As a teenager I graduated to slot machines. Didn't need to wait for the Fair any more, nor a trip to the seaside and a long walk down a windy pier. City arcades were none too fussy about age checks so long as you kept pushing in the pennies.
By the time I was a student there were slot machines in pubs, chip shops, anywhere people stood around. It's a wonder they didn't think to build them into bus stops. They had heavy competition by then from Space Invaders, Galaxians, Frogger and the rest and I only had so much loose change but on a pub video game you always lose in the end. On a fruit machine you do occasionally win and if the coins going in were silver by then, so were the ones that came tumbling out.
So I've always gambled, yet I hate to lose money. Purely hate it. I was banned from playing poker in university because I'd play for hours and leave with the same cash I had when I arrived. Not the same amount. The very same notes and coins I came in with, near as dammit. I only like gambling when there's no gambling involved. I'm not really gambling at all. I'm buying amusement.

> **Short problem 1**:
Please turn the rows below into a JSON list of strings, one string per line with blank lines left out, covering only the part that opens with the first line of the rows and closes with the line containing "column 137, row 332", both ends included.

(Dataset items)
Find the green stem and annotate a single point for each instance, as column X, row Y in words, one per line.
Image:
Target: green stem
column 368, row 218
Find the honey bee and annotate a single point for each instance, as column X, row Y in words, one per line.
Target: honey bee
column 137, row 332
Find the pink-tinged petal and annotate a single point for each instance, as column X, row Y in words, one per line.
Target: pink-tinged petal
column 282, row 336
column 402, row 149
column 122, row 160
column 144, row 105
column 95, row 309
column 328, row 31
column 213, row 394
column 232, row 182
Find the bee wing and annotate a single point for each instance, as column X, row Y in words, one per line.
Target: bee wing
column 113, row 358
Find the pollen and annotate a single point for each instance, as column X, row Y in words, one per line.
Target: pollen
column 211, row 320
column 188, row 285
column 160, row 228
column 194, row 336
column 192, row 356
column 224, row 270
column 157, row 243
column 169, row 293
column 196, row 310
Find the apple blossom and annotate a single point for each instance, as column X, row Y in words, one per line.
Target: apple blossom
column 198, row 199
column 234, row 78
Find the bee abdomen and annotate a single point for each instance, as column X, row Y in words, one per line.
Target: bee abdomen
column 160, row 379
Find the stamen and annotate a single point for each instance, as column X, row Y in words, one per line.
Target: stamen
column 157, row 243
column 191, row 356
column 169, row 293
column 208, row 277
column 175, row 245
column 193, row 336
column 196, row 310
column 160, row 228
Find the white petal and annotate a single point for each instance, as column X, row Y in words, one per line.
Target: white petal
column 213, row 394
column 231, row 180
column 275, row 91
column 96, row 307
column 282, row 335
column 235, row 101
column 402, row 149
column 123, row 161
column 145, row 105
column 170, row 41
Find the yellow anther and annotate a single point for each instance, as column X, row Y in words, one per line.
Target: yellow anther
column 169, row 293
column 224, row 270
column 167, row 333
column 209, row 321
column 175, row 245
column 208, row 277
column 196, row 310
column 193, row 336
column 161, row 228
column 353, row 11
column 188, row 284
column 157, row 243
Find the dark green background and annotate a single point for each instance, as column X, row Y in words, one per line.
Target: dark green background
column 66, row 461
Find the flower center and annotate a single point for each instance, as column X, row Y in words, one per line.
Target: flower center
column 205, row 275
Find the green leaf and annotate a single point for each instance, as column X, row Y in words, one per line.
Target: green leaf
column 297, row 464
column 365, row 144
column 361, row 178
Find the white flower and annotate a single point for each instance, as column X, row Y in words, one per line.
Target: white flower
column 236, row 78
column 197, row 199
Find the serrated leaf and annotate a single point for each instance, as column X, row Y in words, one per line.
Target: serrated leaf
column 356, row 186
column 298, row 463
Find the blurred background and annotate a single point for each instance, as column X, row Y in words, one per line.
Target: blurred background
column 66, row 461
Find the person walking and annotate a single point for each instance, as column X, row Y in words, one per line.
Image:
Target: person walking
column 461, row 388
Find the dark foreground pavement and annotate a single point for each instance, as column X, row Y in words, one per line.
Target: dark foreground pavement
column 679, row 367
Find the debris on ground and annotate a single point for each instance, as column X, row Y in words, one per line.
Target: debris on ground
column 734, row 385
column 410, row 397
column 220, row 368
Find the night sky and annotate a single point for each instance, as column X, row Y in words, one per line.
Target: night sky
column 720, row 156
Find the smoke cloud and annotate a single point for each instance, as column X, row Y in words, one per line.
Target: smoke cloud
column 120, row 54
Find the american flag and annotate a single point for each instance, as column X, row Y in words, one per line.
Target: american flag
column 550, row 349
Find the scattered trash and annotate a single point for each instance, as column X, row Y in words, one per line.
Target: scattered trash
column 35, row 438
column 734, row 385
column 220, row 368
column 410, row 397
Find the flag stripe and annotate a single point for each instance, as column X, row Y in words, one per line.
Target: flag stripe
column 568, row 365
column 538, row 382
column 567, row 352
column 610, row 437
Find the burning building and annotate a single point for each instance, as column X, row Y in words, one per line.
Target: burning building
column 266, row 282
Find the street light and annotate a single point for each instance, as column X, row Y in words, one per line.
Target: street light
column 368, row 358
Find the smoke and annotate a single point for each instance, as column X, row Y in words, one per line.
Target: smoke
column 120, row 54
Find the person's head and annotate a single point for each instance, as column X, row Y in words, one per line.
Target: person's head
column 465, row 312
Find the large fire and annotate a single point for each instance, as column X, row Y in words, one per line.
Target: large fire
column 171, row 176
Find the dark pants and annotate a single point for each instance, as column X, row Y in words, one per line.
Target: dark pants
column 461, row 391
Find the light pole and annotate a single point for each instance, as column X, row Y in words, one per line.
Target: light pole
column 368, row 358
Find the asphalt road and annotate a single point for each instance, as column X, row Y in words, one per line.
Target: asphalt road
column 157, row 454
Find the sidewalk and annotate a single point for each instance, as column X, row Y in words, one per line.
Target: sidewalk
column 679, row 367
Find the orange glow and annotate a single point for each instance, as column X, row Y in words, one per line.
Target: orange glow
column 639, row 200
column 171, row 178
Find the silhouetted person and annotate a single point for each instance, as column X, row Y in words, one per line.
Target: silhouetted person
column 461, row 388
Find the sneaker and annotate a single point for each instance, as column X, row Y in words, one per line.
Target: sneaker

> **Short problem 2**:
Carry the text about gambling on past its final sentence.

> **Answer 1**:
[
  "Find the green stem and annotate a single point for each instance, as column X, row Y in words, one per line.",
  "Image:",
  "Target: green stem",
  "column 368, row 218",
  "Find the honey bee and annotate a single point for each instance, as column X, row Y in words, one per line.",
  "Target: honey bee",
  "column 137, row 332"
]

> **Answer 2**:
MMOs have always scratched this itch very well. All those Nameds in Everquest with their fair chance to drop something you didn't really want and their piddling little chance to drop something you really, really needed. What else were we doing when we camped the hill in Crushbone for hours on end, killing the Orc Trainer over and over again in the hope he'd finally drop the Shiny Brass Shield? Playing the slots, that's what. Pulling that arm one more time and hoping for a payout.
As time went on MMOs began to shuck the disguise. Why surrogate when you can simulate? And clearly there was demand. Players had been running games of chance inside MMOs for years. Some of them weren't even scams. Bringing the street operation into The House was not uncontroversial but in-game casinos fitted so smoothly into almost any milieu, once we had them we couldn't remember why we'd be making so much fuss. In EQ2 the Gigglegibbers set their slots up right there on the docks where the trade passes. In Fallen Earth the action's underground. Make it light and fluffy or dark and sleazy, it's all just good, clean fun.
Then came the Lockbox.
Hard to remember now they're so ubiquitous but I think I saw my first lockbox in Allods. The thing about a lockbox is it, it's not a game. You don't open it because it's fun to see the numbers spin. You open it for what might be inside. Might. And it costs. You don't just sidle up to it and slip a gold in the slot. You need a key and there are always more boxes than keys. You never have enough. But you can always buy more. That's a well that never runs dry.
Of course you need a motivator. If the boxes had stuff you could get elsewhere, why buy keys? So the boxes have strange allure stuffed inside. Pets, mounts, hats. Treasures craveworthy and rare. Did I say rare? There are hens walking round with toothfilled beaks more common.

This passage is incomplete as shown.